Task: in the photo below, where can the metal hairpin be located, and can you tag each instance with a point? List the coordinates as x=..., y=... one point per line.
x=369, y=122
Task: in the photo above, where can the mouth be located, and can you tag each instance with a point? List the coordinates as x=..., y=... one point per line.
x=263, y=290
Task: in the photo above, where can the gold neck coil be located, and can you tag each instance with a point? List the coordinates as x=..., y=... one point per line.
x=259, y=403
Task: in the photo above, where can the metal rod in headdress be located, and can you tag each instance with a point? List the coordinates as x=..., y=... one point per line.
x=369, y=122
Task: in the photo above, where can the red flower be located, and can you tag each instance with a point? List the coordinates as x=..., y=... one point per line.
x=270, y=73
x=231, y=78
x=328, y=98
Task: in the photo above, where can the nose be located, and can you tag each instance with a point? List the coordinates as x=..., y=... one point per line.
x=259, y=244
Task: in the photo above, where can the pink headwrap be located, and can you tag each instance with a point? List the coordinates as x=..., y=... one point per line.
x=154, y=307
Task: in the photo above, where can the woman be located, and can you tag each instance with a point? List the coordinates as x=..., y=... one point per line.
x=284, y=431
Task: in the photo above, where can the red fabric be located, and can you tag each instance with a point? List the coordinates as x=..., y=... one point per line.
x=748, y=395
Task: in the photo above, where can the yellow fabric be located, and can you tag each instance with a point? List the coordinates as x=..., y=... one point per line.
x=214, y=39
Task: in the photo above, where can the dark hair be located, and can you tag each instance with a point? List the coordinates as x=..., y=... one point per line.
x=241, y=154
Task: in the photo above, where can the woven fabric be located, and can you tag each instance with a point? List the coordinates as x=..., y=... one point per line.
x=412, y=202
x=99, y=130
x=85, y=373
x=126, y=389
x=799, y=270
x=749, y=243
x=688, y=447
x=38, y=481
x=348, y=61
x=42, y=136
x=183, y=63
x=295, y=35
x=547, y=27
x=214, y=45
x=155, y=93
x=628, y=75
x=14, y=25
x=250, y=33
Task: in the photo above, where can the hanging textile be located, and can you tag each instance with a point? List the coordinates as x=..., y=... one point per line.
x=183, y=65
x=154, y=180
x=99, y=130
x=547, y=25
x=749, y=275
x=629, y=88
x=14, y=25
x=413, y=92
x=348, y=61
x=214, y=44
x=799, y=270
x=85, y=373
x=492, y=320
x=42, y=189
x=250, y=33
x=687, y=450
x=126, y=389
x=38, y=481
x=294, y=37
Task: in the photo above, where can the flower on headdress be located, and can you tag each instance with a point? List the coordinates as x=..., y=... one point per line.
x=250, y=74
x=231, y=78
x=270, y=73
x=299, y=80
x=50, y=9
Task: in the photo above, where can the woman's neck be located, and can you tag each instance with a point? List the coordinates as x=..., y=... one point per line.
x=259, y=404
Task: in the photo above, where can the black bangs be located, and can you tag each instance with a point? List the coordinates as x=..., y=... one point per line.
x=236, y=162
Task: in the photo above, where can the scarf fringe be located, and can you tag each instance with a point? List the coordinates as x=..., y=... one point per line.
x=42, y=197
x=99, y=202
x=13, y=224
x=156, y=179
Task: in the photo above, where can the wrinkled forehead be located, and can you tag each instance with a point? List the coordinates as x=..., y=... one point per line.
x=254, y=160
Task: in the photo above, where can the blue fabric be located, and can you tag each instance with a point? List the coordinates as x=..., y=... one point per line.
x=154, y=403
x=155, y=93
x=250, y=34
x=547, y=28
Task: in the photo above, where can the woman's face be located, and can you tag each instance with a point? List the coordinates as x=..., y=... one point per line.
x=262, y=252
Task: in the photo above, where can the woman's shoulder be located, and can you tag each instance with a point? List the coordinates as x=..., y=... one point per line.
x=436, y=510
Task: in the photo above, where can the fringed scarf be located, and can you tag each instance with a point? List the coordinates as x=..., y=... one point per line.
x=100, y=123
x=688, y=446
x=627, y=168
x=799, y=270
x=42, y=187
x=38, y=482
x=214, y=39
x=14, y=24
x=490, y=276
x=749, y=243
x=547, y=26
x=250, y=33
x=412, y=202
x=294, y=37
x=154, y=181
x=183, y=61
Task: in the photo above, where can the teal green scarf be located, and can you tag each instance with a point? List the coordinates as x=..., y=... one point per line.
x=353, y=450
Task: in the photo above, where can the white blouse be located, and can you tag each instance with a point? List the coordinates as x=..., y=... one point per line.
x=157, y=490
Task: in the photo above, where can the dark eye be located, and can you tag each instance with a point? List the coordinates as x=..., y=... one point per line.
******
Give back the material exactly as it is shown above.

(Solution to this exercise)
Task: in the photo below, where can the metal hairpin be located, and can you tag each instance with a point? List the coordinates as x=..., y=... one point per line.
x=369, y=122
Task: in the photo above, where can the mouth be located, and can you tag each instance with a point? List the coordinates as x=..., y=... one point per line.
x=263, y=290
Task: in the photo above, where can the gold neck coil be located, and can you tag each instance with a point? List the coordinates as x=..., y=... one point per line.
x=259, y=403
Task: in the photo above, where can the metal rod in headdress be located, and can you tag each instance with a point? List the coordinates as x=..., y=... one point per line.
x=369, y=122
Task: in the photo above, where can the red flower be located, and can you tag each instance with a point? List the coordinates as x=..., y=... one point per line.
x=270, y=73
x=231, y=78
x=328, y=98
Task: in the photo above, where can the nose be located, and can you tag each instance with a point? List the coordinates as x=..., y=... one point per line.
x=259, y=244
Task: in the photo above, where can the pink headwrap be located, and can you tag each instance with a point? List the coordinates as x=..., y=... one point per line.
x=154, y=307
Task: in the photo above, where can the woman be located, and can you tag each instance with a point? List the coordinates as x=..., y=... one point per line.
x=284, y=431
Task: in the photo above, where can the red fabric be located, and can you tag each instance with a point? List the coordinates as x=..., y=... one point per line.
x=748, y=395
Task: in the photo above, where can the yellow fabric be located, and can you tag each instance with a point? List the coordinates as x=..., y=... one point per line.
x=214, y=39
Task: in the photo above, where can the dark hair be located, and can you tag each instance with a point? List the coordinates as x=..., y=... one point per line.
x=241, y=154
Task: in the photo above, where can the woven fabric be located, and can you tag each instance with a point? List the coordinates as x=..., y=... one point per line.
x=412, y=202
x=99, y=130
x=85, y=373
x=126, y=389
x=799, y=270
x=749, y=243
x=688, y=447
x=38, y=481
x=348, y=61
x=42, y=136
x=183, y=63
x=295, y=35
x=547, y=27
x=214, y=45
x=155, y=93
x=628, y=75
x=14, y=25
x=250, y=33
Task: in the photo above, where can the hanging textile be located, and can you tag each instance with a point? List the coordinates as x=..., y=... one point per line.
x=183, y=65
x=154, y=180
x=99, y=130
x=547, y=25
x=749, y=275
x=629, y=88
x=14, y=25
x=413, y=92
x=348, y=61
x=214, y=44
x=799, y=270
x=85, y=373
x=492, y=320
x=42, y=189
x=250, y=33
x=687, y=450
x=126, y=389
x=38, y=481
x=294, y=37
Task: in the photo above, where can the flower on headdress be located, and can you tag each instance with a point? List the coordinates as x=..., y=... one point per line.
x=250, y=74
x=231, y=78
x=270, y=73
x=299, y=80
x=50, y=9
Task: in the photo above, where can the woman's neck be located, and can you tag each instance with a point? List the coordinates as x=..., y=... one point per line.
x=259, y=404
Task: in the photo above, where can the black bangs be located, and can you tag each instance with a point? List the coordinates as x=..., y=... one point per line.
x=236, y=162
Task: in the photo above, where can the scarf fringe be located, and can you tag each instance with a point? List the coordinates as x=..., y=... one point per line.
x=42, y=197
x=99, y=202
x=13, y=224
x=156, y=179
Task: in the photo above, where can the wrinkled forehead be located, and can you tag each instance with a point? List the coordinates as x=..., y=... one point per line.
x=254, y=160
Task: in the photo above, where can the blue fabric be located, and can you tag each instance with a point? List the coordinates as x=..., y=... one point per line.
x=154, y=403
x=155, y=93
x=250, y=34
x=547, y=28
Task: in the photo above, where can the woman's face be located, and can you tag each instance with a point? List the coordinates as x=..., y=... one point per line.
x=262, y=252
Task: in the photo above, where can the woman's shoulder be located, and can you tag each instance with a point? List the coordinates as x=..., y=... one point per line.
x=436, y=510
Task: in the photo above, where can the fringed scarf be located, and can you tag each instance with a point? List the coordinates as x=..., y=... one point per line.
x=100, y=123
x=688, y=446
x=627, y=168
x=799, y=270
x=42, y=187
x=38, y=482
x=214, y=39
x=14, y=24
x=490, y=276
x=749, y=243
x=547, y=26
x=250, y=33
x=412, y=202
x=294, y=37
x=154, y=181
x=183, y=61
Task: in the photo above, where can the teal green scarf be located, and can you tag each instance with a point? List the coordinates as x=..., y=... one point per line.
x=353, y=450
Task: in the photo above, where can the white blouse be located, and can you tag each instance with a point? List the coordinates as x=..., y=... one point per line.
x=157, y=490
Task: in the photo above, where can the dark eye be located, and can you tag each instance with a point? List the coordinates as x=..., y=... one point per line.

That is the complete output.